▶ [Source excerpt]
——————————

In the detection mode, all pumps 2.1, 2.2 are switched on. The gas sample Gp in the measuring chamber 20 is therefore created by mixing the gas samples that are sucked-in through the gas inlets 4.1 and 4.2. The control unit 8 checks whether the concentration of at least one target gas or the sum of the target gas concentrations in the measuring chamber 20 is above a specified lower concentration limit. The concentration limit can be the same for each target gas to be detected or can vary from target gas to target gas.

If the control unit 8 has detected the event in which the concentration of at least one target gas is above the respective lower concentration limit, the control unit 8 automatically switches the gas-measuring device 100 from the detection mode to the differentiation mode. In the differentiation mode, the or each measuring position Mp.1, Mp.2 from which the excessive target gas concentration originates is detected. In the differentiation mode, each gas inlet 4.1, 4.2 and thus each producible fluid connection is assigned a respective pump 2.1, 2.2, and one measuring phase is carried out for each gas inlet 4.1, 4.2 and thus for each producible fluid connection.

——————————

▶ [Written request]
Pick up the gas-measuring device description after its last sentence and continue it. The records come from a different source than the text above.

——————————

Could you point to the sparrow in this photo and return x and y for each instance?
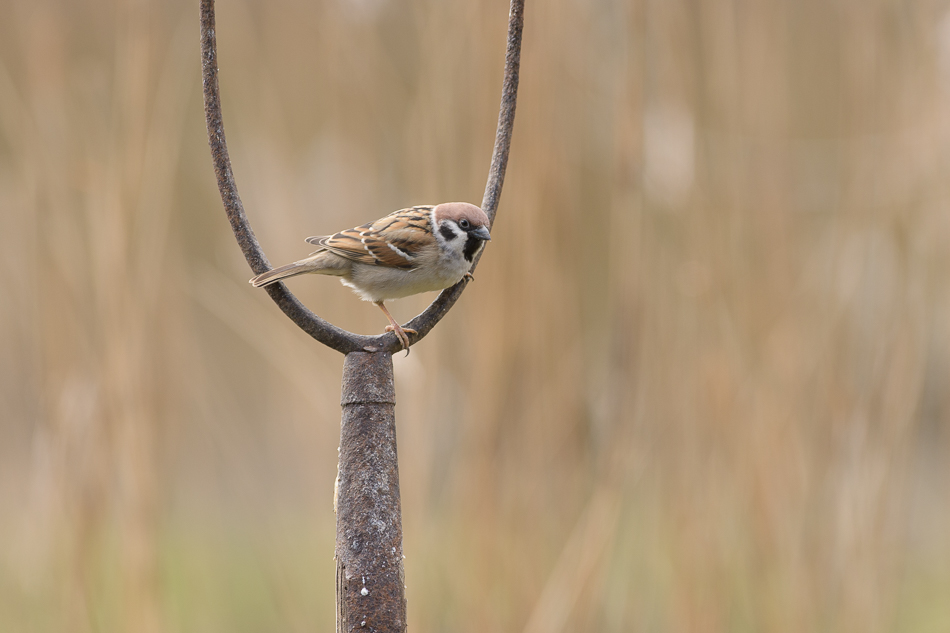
(419, 249)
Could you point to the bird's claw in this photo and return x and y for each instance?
(402, 334)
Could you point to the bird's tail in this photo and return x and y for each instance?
(283, 272)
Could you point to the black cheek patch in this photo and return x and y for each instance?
(447, 233)
(472, 246)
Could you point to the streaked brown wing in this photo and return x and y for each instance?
(393, 241)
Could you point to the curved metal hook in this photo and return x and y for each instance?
(323, 331)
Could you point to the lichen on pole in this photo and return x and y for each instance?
(369, 570)
(370, 577)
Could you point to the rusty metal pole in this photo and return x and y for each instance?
(370, 580)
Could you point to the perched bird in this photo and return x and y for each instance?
(409, 251)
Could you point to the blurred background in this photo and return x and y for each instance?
(701, 382)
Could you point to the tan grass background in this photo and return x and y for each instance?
(700, 385)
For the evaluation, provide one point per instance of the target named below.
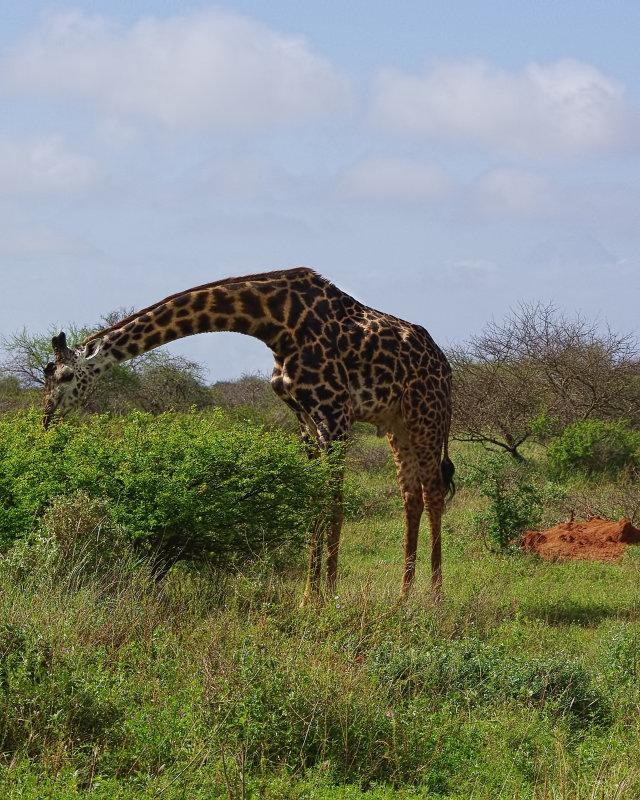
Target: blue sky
(440, 161)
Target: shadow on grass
(587, 614)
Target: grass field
(522, 683)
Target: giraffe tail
(447, 469)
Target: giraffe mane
(258, 276)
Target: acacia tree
(537, 372)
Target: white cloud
(508, 193)
(396, 179)
(43, 166)
(564, 109)
(39, 240)
(194, 72)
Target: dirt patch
(594, 540)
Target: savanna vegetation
(152, 563)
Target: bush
(179, 486)
(515, 501)
(593, 447)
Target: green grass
(523, 683)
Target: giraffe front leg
(314, 571)
(434, 502)
(412, 500)
(333, 540)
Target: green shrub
(482, 672)
(515, 501)
(179, 486)
(593, 447)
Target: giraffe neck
(255, 306)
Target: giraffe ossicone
(336, 361)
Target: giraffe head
(68, 378)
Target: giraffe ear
(92, 348)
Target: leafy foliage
(515, 500)
(537, 372)
(594, 447)
(181, 487)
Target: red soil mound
(595, 540)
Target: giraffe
(336, 362)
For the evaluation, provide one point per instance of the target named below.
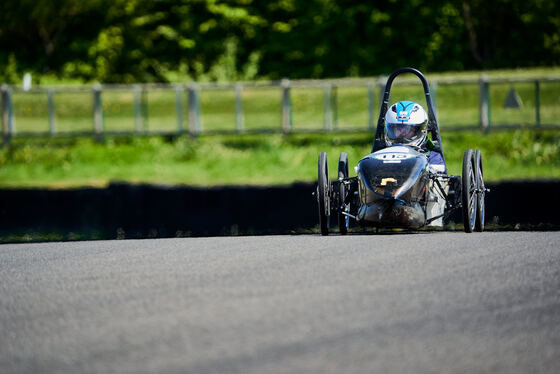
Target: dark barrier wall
(139, 211)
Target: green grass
(457, 106)
(273, 159)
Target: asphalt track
(400, 303)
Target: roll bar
(379, 140)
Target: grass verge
(272, 159)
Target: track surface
(422, 303)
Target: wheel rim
(469, 191)
(323, 196)
(472, 197)
(343, 220)
(481, 194)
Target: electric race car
(403, 182)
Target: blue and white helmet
(406, 123)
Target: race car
(403, 182)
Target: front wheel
(343, 173)
(468, 193)
(481, 192)
(323, 194)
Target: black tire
(468, 193)
(481, 193)
(343, 173)
(323, 194)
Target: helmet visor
(402, 133)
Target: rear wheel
(468, 193)
(323, 194)
(342, 190)
(481, 191)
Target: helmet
(406, 123)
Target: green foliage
(250, 159)
(145, 40)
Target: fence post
(334, 106)
(286, 106)
(484, 107)
(138, 118)
(97, 110)
(370, 106)
(538, 103)
(327, 119)
(50, 104)
(179, 108)
(194, 111)
(239, 120)
(5, 114)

——————————

▶ [Answer to the task]
In the first embodiment, which is shown in FIG. 1, the first pump 2.1 is assigned to the first gas inlet 4.1 and thus to the first gas inlet set GM.1, and the second pump 2.2 is assigned to the second gas inlet 4.2 and thus to the second gas inlet set GM.2. The measuring phase that is carried out for the gas inlet set 2.x (x=1, 2, . . . ) is described below.

In this measuring phase, the assigned pump 2.x is in a switched-on state or is switched on, and preferably the other or any other pump 2.y (y #x) is in a switched-off state or is switched off or at least put into an energy-saving mode. It is possible for the measuring phases to follow one another directly. It is also possible for an evaluation phase to occur between two consecutive measuring phases, in which evaluation phase all pumps 2.1, 2.2 are switched off.

The measuring phase that is assigned to the gas inlet set GM.x and in which the pump 2.x is switched on is so long that in this measuring phase the measuring chamber 20 is flushed out and filled with a new gas sample Gp. At the end of the measuring phase, the measuring chamber 20 contains a gas sample Gp that was sucked-in exclusively by the pump 2.x and thus comes from the gas inlet or gas inlets of the gas inlet set GM.x to which this pump 2.x is assigned, wherein the gas inlets of the gas inlet set GM.x are fluid-connected to this pump 2.x. In many cases, a positive pressure in the measuring chamber 20 prevents gas from another gas inlet from entering the measuring chamber 20.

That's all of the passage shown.